**Zadanie 1**.
Zamień „szutrowe” na „asfaltowe” we fragmencie tekstu o załodze Kajetanowicz-Szczepaniak od „Pierwszą okazją do” do „się 22 załogi.” i przytocz cały ten fragment po zmianie.
**Zadanie 2**.
Przedstaw w formie listy akapit tekstu o załodze Kajetanowicz-Szczepaniak zaczynający się od słów „Wśród nich także lokalni kierowcy”, zachowując jego główne fakty.

**Fragment dokumentu**.
Forma załogi Kajetanowicz-Szczepaniak
Kajetanowicz i Szczepaniak w czasie zawieszenia sezonu nie próżnowali. Jak przystało na mistrzów ciężko trenowali, by w każdej chwili być gotowym na powrót do ścigania.
Pierwszą okazją do tego był rozgrywany we wrześniu Rajd Estonii, który debiutował w kalendarzu mistrzostw świata. Piekielnie szybkie szutrowe trasy przyciągnęły do siebie całą czołówkę. Każdy z zawodników był głodny rywalizacji i chciał pokazać na co go stać na wymagających, estońskich trasach.
W kategorii WRC 3 zgłosiły się 22 załogi.
Wśród nich także lokalni kierowcy, którzy świetnie znali swoje domowe trasy. Polacy podczas sobotniej rywalizacji uzyskiwali czasy w pierwszej trójce swojej kategorii, wygrywając także jeden z odcinków specjalnych. Po jedenastu próbach sportowych Polacy zajmowali wysokie, trzecie miejsce w WRC 3. Byli szybsi od większości fabrycznych załóg z kategorii WRC 2.

**Dane wejściowe**.
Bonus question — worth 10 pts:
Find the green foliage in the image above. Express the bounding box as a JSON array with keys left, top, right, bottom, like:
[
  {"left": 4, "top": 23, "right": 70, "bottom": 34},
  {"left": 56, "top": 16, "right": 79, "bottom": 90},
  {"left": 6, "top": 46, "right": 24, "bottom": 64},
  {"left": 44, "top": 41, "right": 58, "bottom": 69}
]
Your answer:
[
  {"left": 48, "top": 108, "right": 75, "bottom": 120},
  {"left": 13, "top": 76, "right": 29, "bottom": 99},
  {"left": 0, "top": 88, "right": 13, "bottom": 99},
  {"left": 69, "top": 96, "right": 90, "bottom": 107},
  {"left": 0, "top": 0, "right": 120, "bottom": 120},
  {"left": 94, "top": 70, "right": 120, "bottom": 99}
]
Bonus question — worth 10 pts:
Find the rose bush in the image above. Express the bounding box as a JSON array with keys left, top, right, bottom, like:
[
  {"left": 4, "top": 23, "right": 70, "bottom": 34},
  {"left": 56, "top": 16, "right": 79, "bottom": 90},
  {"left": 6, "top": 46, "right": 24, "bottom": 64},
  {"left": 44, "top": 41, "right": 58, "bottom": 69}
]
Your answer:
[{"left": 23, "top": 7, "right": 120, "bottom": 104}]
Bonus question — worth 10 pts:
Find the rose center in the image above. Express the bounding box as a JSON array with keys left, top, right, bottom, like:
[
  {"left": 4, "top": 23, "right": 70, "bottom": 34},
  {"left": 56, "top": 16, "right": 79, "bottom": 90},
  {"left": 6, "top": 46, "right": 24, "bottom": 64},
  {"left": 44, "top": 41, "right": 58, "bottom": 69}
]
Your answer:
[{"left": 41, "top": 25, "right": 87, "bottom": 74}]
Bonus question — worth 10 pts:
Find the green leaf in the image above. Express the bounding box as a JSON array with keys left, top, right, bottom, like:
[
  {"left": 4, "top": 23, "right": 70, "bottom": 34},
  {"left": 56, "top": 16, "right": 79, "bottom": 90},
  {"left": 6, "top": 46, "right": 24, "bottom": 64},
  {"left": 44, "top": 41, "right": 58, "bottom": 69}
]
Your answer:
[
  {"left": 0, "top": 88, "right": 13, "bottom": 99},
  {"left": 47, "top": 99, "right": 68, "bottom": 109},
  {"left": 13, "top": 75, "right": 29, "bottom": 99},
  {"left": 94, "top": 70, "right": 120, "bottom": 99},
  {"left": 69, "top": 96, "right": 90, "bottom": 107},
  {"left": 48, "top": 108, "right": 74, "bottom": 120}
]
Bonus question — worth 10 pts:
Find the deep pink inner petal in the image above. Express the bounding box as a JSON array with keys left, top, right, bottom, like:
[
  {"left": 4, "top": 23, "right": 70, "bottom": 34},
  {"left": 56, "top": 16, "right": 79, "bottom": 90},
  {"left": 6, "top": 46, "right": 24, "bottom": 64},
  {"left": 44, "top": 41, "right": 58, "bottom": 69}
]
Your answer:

**Rozwiązanie zadania 1**.
Pierwszą okazją do tego był rozgrywany we wrześniu Rajd Estonii, który debiutował w kalendarzu mistrzostw świata. Piekielnie szybkie asfaltowe trasy przyciągnęły do siebie całą czołówkę. Każdy z zawodników był głodny rywalizacji i chciał pokazać na co go stać na wymagających, estońskich trasach.
W kategorii WRC 3 zgłosiły się 22 załogi.

**Rozwiązanie zadania 2**.
- Wśród zgłoszonych załóg byli też lokalni kierowcy, świetnie znający swoje domowe trasy.
- W sobotniej rywalizacji Polacy uzyskiwali czasy w pierwszej trójce swojej kategorii i wygrali jeden z odcinków specjalnych.
- Po jedenastu próbach sportowych zajmowali trzecie miejsce w WRC 3.
- Byli szybsi od większości fabrycznych załóg z kategorii WRC 2.